Exercise aim ::
Render the items below as a numbered list, one line per entry, omitting any blank lines.

Dataset excerpts on object pointing:
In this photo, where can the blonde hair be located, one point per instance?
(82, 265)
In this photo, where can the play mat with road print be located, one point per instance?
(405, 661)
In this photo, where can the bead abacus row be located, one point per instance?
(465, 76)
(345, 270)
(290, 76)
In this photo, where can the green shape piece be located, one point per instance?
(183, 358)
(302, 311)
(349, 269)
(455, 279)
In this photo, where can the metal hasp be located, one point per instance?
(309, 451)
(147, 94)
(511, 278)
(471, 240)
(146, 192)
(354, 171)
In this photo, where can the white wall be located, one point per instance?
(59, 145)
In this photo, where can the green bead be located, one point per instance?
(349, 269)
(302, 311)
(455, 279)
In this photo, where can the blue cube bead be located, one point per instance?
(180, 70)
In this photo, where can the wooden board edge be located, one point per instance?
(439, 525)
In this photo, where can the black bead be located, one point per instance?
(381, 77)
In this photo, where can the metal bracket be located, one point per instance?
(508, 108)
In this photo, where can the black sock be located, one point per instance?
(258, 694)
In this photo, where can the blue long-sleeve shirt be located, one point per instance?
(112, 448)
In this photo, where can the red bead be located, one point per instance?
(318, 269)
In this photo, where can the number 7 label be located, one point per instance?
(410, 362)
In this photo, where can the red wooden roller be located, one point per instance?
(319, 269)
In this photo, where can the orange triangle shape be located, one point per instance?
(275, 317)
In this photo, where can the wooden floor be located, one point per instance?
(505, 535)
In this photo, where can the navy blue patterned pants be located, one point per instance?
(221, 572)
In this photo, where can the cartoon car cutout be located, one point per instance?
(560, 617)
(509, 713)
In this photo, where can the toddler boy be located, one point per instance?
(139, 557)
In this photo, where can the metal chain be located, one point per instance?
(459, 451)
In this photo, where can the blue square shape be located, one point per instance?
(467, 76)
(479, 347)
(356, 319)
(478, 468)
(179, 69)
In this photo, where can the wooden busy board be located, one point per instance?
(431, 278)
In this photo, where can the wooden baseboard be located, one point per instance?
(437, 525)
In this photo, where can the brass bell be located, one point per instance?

Task output ::
1. In this photo, where can the blonde hair be located, one point per instance?
2. (82, 265)
3. In this photo, where can the play mat with road print be located, one point per instance?
4. (405, 661)
5. In this photo, where can the bead abacus row be located, one point per instance?
6. (465, 76)
7. (345, 270)
8. (290, 76)
9. In this photo, where can the green shape piece be located, one point per instance?
10. (183, 358)
11. (302, 311)
12. (349, 269)
13. (455, 279)
14. In this photo, where can the metal hasp be located, one point per instance?
15. (309, 451)
16. (147, 94)
17. (511, 278)
18. (471, 240)
19. (146, 192)
20. (354, 171)
21. In this photo, where can the white wall be located, one point per instance?
22. (59, 145)
23. In this photo, where can the green bead be located, one point per instance?
24. (349, 269)
25. (302, 311)
26. (455, 279)
27. In this photo, where can the blue cube bead be located, one point per instance?
28. (180, 70)
29. In this photo, where can the wooden board edge be located, one point per instance?
30. (439, 525)
31. In this photo, where can the black bead be located, one point per instance?
32. (381, 77)
33. In this photo, where can the metal bracket be located, one point per instance?
34. (508, 108)
35. In this photo, where can the black sock be located, one point per instance?
36. (258, 694)
37. In this photo, where can the blue long-sleeve shirt be located, one point per instance?
38. (112, 448)
39. In this photo, where can the red bead be located, one point per instance?
40. (318, 269)
41. In this photo, where can the number 7 label be located, one point per instance?
42. (410, 362)
43. In this photo, where can the red wooden roller be located, one point per instance?
44. (319, 269)
45. In this photo, where can the orange triangle shape be located, one point per instance?
46. (275, 317)
47. In this photo, where can the wooden floor be located, one point per instance?
48. (505, 535)
49. In this photo, where can the navy blue patterned pants be located, one point per instance?
50. (221, 572)
51. In this photo, where can the cartoon car cutout be located, one point per instance?
52. (560, 617)
53. (509, 713)
54. In this photo, where can the toddler boy be located, one point per instance?
55. (139, 557)
56. In this photo, where can the metal chain be located, one point per instance?
57. (459, 451)
58. In this photo, where can the blue square shape be located, one point per instance?
59. (467, 76)
60. (479, 347)
61. (356, 319)
62. (478, 468)
63. (179, 69)
64. In this photo, where can the wooden busy board be located, one point per instance?
65. (431, 278)
66. In this photo, where can the wooden baseboard be located, one point per instance?
67. (437, 525)
68. In this photo, where can the brass bell be located, one point per instance?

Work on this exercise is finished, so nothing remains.